===== 本文抜粋 =====
その時に、あまりにも雰囲気にノッてしまって釜をとって頭にかぶってみた奴がいた。
鼻がつかえてしまう顔を無理矢理おし込んで踊りだした。
みんな大変よろこびスタンディング・オベーションの大盛り上がりだった。

しばらくして、釜から頭を抜こうとしたが、これがまったく抜けない。
みんな急に酔いから醒めちゃって、とにかく戸惑っちゃった。
あーだこーだやっていると、首のまわりの皮がやぶれて流血沙汰になってきた。
ひどく腫れてくるし、息もできないみたいで苦しそう。
たたいて割ろうとしても、簡単に割れないどころか、音が響いて耳が痛くなっちゃた。
どうしようもなくなって釜の五徳部分に上着をかけて手を引き、杖をつかせて医師のもとに
連れていったのだが、その途中は通行人に注目度ナンバーワン。

医師と向かい合っている状況を想像すると、もう異様な光景すぎる。
病状を説明しようにも。釜のなかで音がエコーし、こもって何を言っているのかわからない。
医師は
「これは前例がない症状で、文献にも治療法は書いていないですね」
と言ったので、しかたなく、仁和寺にもどった。
仲間や老いた母親が枕もとに集まって悲しんで泣いていたが、
たぶん本人には聞こえていない。

すると、ある人が
「耳や鼻がちょん切れるということはあっても、、死んだりしないでしょう。
ここは一つ、力まかせに引き抜きましょう」という強行派っぽい意見を言った。
藁を首のまわりに差し込んで、首が切れるぐらいにひっぱってみた。
耳と鼻がとれてあとに穴が空いていたが、これでようやく抜けた。
かなり危うかったが、命びろいだ。そして、ずっと寝込んだ。
・・・・・・まだ寝込んでいる。
===== 確認用データ =====
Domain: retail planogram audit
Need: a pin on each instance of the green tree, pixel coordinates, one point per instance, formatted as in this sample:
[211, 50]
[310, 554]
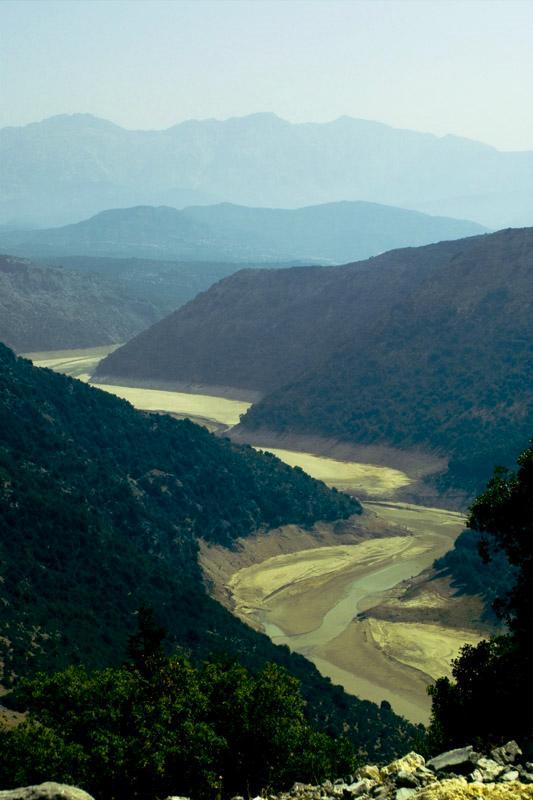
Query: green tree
[490, 699]
[175, 729]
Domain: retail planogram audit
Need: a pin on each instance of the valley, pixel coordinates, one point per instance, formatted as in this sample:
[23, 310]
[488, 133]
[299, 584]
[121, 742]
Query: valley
[323, 593]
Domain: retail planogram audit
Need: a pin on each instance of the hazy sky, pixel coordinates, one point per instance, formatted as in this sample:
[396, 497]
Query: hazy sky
[458, 66]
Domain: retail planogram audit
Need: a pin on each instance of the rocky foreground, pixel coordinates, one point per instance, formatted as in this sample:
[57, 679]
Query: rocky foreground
[456, 775]
[461, 774]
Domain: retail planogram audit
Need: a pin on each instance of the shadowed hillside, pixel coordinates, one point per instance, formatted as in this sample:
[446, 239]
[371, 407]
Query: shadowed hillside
[100, 511]
[427, 347]
[47, 309]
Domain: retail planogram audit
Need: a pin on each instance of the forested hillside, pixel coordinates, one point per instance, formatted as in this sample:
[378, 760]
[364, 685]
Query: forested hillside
[101, 507]
[419, 348]
[55, 309]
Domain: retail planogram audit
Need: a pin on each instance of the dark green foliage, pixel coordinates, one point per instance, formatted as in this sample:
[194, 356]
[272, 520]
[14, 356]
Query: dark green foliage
[490, 699]
[491, 577]
[120, 733]
[424, 348]
[100, 509]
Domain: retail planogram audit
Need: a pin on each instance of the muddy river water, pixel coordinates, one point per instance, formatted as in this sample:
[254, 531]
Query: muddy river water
[312, 600]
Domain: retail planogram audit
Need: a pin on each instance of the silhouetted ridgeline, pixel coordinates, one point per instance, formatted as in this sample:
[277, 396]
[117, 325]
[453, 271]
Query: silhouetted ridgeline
[71, 166]
[331, 233]
[55, 309]
[424, 347]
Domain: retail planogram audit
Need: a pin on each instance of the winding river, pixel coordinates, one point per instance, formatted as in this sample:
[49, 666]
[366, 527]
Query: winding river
[315, 601]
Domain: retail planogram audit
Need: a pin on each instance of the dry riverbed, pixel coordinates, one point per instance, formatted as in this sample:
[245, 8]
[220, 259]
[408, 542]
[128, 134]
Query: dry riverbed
[318, 601]
[346, 594]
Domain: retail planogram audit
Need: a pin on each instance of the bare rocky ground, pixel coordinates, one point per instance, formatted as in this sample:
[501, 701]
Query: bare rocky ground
[460, 774]
[456, 775]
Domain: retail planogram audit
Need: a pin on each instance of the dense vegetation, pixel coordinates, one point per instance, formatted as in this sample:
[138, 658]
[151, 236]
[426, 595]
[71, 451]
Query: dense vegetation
[161, 726]
[489, 699]
[52, 309]
[420, 348]
[473, 572]
[100, 511]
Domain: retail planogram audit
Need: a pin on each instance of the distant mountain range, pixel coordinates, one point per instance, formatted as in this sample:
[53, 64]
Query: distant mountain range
[425, 347]
[48, 309]
[331, 233]
[66, 168]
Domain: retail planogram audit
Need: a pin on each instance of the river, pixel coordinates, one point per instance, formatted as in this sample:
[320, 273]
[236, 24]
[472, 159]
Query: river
[316, 611]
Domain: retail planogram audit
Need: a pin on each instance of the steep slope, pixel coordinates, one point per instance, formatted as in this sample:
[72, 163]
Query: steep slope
[69, 167]
[329, 233]
[100, 511]
[426, 347]
[47, 309]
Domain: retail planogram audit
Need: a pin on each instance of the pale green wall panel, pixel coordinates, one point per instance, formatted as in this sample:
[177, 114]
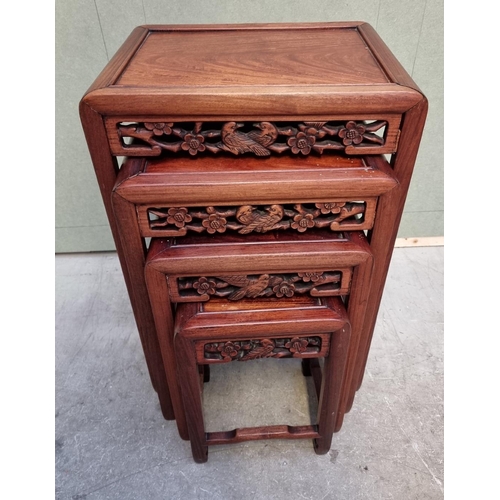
=====
釜をかぶった話の本文抜粋を読み、次の問いに答えなさい。
1. 医師のもとへ連れていくとき、本人に何をつかせたか。
2. 医師は症状についてどう言ったか。
3. 釜を引き抜くために、首のまわりに何を差し込んだか。
記録は本文抜粋とは関係がありません。

1. 杖
2. 前例がない症状で、文献にも治療法は書いていないと言った。
3. 藁